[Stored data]

· · · · ·

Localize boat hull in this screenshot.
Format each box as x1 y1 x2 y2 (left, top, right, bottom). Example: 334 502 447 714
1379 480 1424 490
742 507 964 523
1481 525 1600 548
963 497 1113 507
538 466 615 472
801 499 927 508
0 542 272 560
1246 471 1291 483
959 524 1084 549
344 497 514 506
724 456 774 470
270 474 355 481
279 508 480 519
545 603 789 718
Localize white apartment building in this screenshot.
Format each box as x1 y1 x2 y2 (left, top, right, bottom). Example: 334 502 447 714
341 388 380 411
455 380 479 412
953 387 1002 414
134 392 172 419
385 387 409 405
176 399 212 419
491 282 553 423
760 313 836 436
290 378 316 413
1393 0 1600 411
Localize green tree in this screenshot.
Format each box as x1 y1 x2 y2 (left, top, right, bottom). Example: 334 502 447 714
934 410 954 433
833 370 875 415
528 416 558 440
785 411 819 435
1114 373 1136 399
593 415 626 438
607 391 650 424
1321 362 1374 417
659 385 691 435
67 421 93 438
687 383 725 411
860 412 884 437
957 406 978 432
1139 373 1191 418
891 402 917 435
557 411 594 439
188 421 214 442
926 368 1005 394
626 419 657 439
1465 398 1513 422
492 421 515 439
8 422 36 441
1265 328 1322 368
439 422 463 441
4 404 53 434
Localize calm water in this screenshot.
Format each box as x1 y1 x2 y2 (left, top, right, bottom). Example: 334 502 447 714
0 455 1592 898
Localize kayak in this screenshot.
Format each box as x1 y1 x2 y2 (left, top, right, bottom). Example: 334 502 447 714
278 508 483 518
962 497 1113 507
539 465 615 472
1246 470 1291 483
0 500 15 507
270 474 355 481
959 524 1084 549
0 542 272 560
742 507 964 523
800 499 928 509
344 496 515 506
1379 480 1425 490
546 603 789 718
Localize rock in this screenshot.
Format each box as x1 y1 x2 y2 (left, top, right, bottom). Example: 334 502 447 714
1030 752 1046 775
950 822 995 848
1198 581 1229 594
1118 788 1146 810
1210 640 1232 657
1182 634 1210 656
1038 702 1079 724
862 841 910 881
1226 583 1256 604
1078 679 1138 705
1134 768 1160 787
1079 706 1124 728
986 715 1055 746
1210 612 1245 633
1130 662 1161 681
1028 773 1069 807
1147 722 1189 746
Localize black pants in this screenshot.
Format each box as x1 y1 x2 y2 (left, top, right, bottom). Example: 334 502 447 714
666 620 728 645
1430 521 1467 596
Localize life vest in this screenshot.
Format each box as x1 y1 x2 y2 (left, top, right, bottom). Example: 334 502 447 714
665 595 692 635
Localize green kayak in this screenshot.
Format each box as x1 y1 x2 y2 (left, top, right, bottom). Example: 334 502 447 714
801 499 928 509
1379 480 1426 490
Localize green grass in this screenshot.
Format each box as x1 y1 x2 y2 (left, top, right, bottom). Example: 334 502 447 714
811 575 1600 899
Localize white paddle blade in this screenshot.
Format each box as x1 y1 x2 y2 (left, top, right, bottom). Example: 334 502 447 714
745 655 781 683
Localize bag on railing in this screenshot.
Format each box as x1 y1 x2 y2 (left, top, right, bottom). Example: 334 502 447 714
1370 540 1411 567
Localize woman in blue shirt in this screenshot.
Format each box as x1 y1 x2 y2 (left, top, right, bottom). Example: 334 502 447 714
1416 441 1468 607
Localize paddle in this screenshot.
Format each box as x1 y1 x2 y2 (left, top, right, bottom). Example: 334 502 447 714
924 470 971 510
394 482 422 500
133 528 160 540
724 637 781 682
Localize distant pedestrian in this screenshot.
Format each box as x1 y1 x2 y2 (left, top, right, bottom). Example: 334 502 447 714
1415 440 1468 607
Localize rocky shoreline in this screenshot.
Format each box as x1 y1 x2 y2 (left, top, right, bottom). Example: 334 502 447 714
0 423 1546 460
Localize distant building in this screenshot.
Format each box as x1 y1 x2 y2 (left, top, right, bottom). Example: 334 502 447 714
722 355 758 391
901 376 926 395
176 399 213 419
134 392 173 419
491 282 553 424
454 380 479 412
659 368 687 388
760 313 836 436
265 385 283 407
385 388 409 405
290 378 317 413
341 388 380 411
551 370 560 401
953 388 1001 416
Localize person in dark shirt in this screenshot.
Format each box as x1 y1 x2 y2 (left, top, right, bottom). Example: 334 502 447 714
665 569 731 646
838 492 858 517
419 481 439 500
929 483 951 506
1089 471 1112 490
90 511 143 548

· · · · ·

Give the entries again in full, with nothing changed.

_OUTPUT OF THE TASK:_
Localize boat hull in this screenshot.
Format each box as x1 y1 x2 y2 (left, top, right, bottom). Example: 334 502 447 714
1379 480 1424 490
742 507 964 523
1481 525 1600 548
963 497 1113 507
538 466 615 472
801 499 927 508
0 542 272 560
1246 471 1291 483
959 524 1084 549
344 497 514 506
724 456 774 470
270 474 355 481
279 508 480 519
545 603 789 718
Localize white apartment building in this screenshot.
Format each box as x1 y1 x2 y2 (left, top, right, bottom). Example: 334 502 447 714
341 388 380 411
455 380 479 412
953 387 1002 414
134 392 172 419
385 387 409 405
176 399 212 419
491 282 553 423
760 313 836 436
290 378 316 413
1393 0 1600 411
Localize green tree in this screenshot.
Format each box as x1 y1 x2 y2 (left, top, right, bottom). Example: 334 502 447 714
934 410 954 433
833 370 875 415
528 416 558 440
785 411 819 435
1114 373 1136 399
593 415 626 438
607 391 650 424
1321 362 1374 417
659 385 691 435
67 421 93 438
687 383 725 411
860 412 884 437
957 406 978 432
1139 373 1191 418
891 402 917 435
557 411 594 439
188 421 214 442
926 368 1005 394
626 419 657 439
1465 398 1513 422
492 421 515 439
8 422 36 441
1265 328 1322 368
439 422 463 441
4 404 53 434
Localize calm water in this screenshot.
Format each box as x1 y1 x2 y2 (left, top, right, bottom). Example: 334 502 447 714
0 455 1592 898
Localize kayak in this screenshot.
Format each box as x1 y1 x2 y2 (left, top, right, bottom). Example: 334 502 447 714
278 508 483 518
962 497 1113 507
539 465 615 472
1246 470 1291 483
0 500 15 507
270 474 355 481
959 524 1084 549
0 542 272 560
742 507 964 523
800 499 928 509
344 496 515 506
1379 480 1425 490
546 603 789 718
Localize rock in this screenshot.
Format each box as x1 y1 x2 y2 (left, top, right, bottom). Example: 334 502 447 714
1030 752 1046 775
950 822 995 848
1198 581 1229 594
1118 788 1146 810
1210 640 1232 657
1182 634 1210 656
1038 702 1079 724
862 841 910 881
1226 583 1256 604
1078 679 1138 705
1134 768 1160 787
1079 706 1124 728
986 715 1055 746
1210 612 1245 633
1130 662 1161 681
1028 773 1069 807
1147 722 1189 746
Localize black pants in this screenshot.
Format each box as x1 y1 x2 y2 (left, top, right, bottom). Example: 334 502 447 714
666 620 728 645
1430 521 1467 596
Localize life vest in this screenshot.
Format each box as x1 y1 x2 y2 (left, top, right, bottom). Example: 334 502 447 714
665 595 692 635
Localize green kayak in this screenshot.
Format each box as x1 y1 x2 y2 (left, top, right, bottom). Example: 334 502 447 714
801 499 928 509
1379 480 1426 490
Localize green grass in this screenshot.
Format each box as x1 y1 x2 y2 (left, top, right, bottom). Example: 334 502 447 714
811 575 1600 899
Localize white paddle blade in this screenshot.
Format each box as x1 y1 x2 y2 (left, top, right, bottom). Example: 334 502 447 714
745 655 781 683
Localize bag on railing in this screenshot.
Format each box as x1 y1 x2 y2 (left, top, right, bottom). Example: 334 502 447 714
1370 540 1411 567
Localize woman in blue shirt in this screenshot.
Format each box as x1 y1 x2 y2 (left, top, right, bottom). Example: 334 502 447 714
1416 441 1468 607
Localize paddle in this screenshot.
Format each box as x1 y1 x2 y2 (left, top, right, bottom). Example: 334 502 447 714
924 470 971 510
394 482 422 500
133 528 160 540
724 637 781 682
Localize distant pedestrian in this screenshot.
Format each box as x1 y1 x2 y2 (left, top, right, bottom). Example: 334 502 447 714
1415 440 1468 607
Localize rocky shoreline in this screenshot.
Format each box as x1 y1 x2 y2 (left, top, right, bottom). Example: 334 502 447 714
0 423 1546 460
Localize distant building in this screenshot.
Format each box as x1 y1 x2 y2 (left, top, right, bottom). Example: 334 502 447 714
722 355 758 391
901 376 926 395
176 399 213 419
134 392 173 419
491 282 553 424
454 380 479 412
659 368 687 388
760 313 836 436
265 385 283 407
385 388 409 405
290 378 317 413
341 388 380 411
551 370 560 401
953 388 1001 416
Localize person in dark shirt in this screenshot.
Format each box as x1 y1 x2 y2 (left, top, right, bottom). Example: 334 502 447 714
665 569 731 646
838 492 858 517
419 481 439 500
929 483 951 506
1089 471 1112 490
90 511 143 548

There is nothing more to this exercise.